>>>>

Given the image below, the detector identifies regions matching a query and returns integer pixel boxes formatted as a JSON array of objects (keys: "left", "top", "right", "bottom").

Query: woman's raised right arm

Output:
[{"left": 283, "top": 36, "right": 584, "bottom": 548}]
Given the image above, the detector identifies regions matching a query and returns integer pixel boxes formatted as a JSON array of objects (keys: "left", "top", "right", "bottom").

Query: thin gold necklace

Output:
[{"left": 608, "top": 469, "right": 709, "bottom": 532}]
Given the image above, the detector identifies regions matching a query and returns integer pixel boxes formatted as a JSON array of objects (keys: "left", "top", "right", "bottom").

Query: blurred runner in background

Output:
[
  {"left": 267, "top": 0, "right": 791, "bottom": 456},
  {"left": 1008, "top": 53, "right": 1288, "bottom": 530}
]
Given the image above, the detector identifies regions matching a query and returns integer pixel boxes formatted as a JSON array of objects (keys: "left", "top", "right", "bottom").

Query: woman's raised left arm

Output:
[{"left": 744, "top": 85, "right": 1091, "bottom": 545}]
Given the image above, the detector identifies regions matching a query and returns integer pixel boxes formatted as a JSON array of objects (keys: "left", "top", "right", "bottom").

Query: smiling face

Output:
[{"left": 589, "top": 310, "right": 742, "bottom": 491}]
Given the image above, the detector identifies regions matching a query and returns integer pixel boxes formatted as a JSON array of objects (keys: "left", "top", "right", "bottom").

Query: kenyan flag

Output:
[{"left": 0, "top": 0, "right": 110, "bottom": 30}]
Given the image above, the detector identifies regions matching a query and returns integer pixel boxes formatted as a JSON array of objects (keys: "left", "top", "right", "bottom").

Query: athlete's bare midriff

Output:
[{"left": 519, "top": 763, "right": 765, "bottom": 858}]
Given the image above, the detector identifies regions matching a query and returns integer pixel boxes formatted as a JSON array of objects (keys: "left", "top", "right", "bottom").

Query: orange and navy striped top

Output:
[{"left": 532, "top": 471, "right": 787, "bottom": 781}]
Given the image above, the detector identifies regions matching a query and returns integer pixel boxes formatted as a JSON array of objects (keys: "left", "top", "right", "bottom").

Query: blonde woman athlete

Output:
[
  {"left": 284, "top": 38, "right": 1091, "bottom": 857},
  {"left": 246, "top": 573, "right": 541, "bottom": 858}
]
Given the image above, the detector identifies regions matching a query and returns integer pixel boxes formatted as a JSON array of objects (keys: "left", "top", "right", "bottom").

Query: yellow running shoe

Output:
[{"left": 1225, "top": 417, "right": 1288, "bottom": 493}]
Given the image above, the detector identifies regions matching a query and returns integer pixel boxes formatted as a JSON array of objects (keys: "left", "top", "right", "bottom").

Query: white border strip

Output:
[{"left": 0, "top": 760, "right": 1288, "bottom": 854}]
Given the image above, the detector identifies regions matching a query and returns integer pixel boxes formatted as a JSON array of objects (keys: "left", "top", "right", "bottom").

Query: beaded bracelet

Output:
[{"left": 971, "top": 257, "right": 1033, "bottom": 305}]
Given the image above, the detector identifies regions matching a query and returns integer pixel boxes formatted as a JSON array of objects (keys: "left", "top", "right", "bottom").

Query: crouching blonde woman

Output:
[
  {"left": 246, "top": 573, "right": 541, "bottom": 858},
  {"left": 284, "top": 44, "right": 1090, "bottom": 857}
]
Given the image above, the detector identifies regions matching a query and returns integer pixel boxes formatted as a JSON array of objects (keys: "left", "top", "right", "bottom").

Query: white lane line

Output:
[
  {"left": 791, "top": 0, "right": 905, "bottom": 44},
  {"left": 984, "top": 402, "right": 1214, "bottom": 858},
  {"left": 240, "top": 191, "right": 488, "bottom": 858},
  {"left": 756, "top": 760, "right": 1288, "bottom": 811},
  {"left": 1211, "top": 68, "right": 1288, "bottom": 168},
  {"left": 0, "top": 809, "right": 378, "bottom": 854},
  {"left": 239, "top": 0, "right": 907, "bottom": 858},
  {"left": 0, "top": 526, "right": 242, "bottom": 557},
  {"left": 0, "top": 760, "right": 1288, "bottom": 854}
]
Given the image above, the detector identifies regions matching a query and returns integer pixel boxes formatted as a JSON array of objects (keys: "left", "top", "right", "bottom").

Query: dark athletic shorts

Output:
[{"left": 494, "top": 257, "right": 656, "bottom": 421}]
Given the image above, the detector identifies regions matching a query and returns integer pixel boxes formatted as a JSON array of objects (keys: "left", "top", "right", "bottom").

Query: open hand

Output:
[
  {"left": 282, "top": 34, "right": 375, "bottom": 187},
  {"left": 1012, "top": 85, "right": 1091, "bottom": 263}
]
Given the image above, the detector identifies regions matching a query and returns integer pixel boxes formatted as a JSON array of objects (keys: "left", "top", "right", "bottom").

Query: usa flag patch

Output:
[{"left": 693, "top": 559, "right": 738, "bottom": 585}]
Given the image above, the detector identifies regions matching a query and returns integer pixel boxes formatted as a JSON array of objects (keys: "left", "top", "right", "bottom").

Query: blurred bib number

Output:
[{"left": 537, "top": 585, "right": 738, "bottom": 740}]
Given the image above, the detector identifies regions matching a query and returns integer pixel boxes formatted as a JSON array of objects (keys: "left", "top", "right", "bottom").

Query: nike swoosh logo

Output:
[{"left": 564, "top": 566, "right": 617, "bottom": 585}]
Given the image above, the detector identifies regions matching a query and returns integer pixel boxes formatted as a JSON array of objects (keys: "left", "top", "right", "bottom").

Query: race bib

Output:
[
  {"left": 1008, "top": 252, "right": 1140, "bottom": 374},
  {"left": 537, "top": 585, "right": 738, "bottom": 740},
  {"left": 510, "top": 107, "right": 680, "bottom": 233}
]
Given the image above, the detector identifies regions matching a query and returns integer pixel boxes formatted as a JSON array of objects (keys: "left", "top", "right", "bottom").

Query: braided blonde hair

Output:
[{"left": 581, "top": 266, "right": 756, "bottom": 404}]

<<<<

• Consignes à suivre:
Comptez les lignes des enregistrements qui contiennent la chaîne « blonde », en respectant la casse, et donnez uniquement ce nombre.

• Réponse complète:
3